Set the data down again, exactly as it reads, but without the pictures.

EXTRACTED MATERIAL »
****

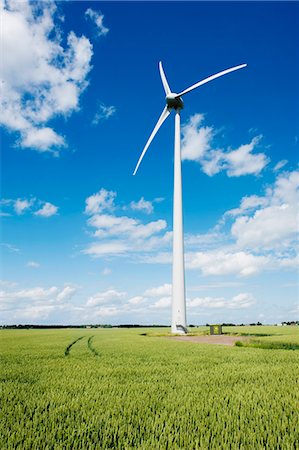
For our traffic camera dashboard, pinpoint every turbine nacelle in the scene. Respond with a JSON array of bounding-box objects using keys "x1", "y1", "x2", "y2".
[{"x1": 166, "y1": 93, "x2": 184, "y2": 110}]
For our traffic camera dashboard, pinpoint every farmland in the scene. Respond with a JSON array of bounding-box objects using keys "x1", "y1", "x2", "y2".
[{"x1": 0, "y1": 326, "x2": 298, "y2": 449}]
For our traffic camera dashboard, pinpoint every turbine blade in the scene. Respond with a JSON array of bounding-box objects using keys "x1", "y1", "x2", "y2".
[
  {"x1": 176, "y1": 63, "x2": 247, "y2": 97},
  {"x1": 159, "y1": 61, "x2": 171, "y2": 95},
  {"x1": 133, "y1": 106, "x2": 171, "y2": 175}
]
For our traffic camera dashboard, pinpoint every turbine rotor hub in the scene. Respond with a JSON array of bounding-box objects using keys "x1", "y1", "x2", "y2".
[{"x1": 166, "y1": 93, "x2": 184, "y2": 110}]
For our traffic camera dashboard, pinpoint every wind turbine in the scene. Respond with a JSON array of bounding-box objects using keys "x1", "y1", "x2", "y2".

****

FINAL ANSWER »
For our traffic camera dashboard, pinpoint every turbine nacelle in the scene. Respond with a JSON array of bounding-box objects using keys "x1", "y1", "x2", "y2".
[{"x1": 166, "y1": 93, "x2": 184, "y2": 110}]
For our traffic camera dashboard, pinpoint every farmland in the scene. Respond with a JSON array of bounding-box objects using keys "x1", "y1", "x2", "y2".
[{"x1": 0, "y1": 326, "x2": 298, "y2": 449}]
For our traffic camera dashboard, pinpoint every turbine blade in the scene. Respond with a JSON array of bounding-box objects using keys "x1", "y1", "x2", "y2".
[
  {"x1": 176, "y1": 63, "x2": 247, "y2": 97},
  {"x1": 159, "y1": 61, "x2": 171, "y2": 95},
  {"x1": 133, "y1": 106, "x2": 171, "y2": 175}
]
For our traffic camera dashboard, pinpoint every turbine rotor hub in the scene. Respond with a JSON array of bounding-box objects using keys "x1", "y1", "x2", "y2".
[{"x1": 166, "y1": 93, "x2": 184, "y2": 110}]
For our traffic camera dashboard, pinpoint every wind turbine in the scene. Respond with a JSON array of bounding-box objects using keys "x1", "y1", "x2", "y2".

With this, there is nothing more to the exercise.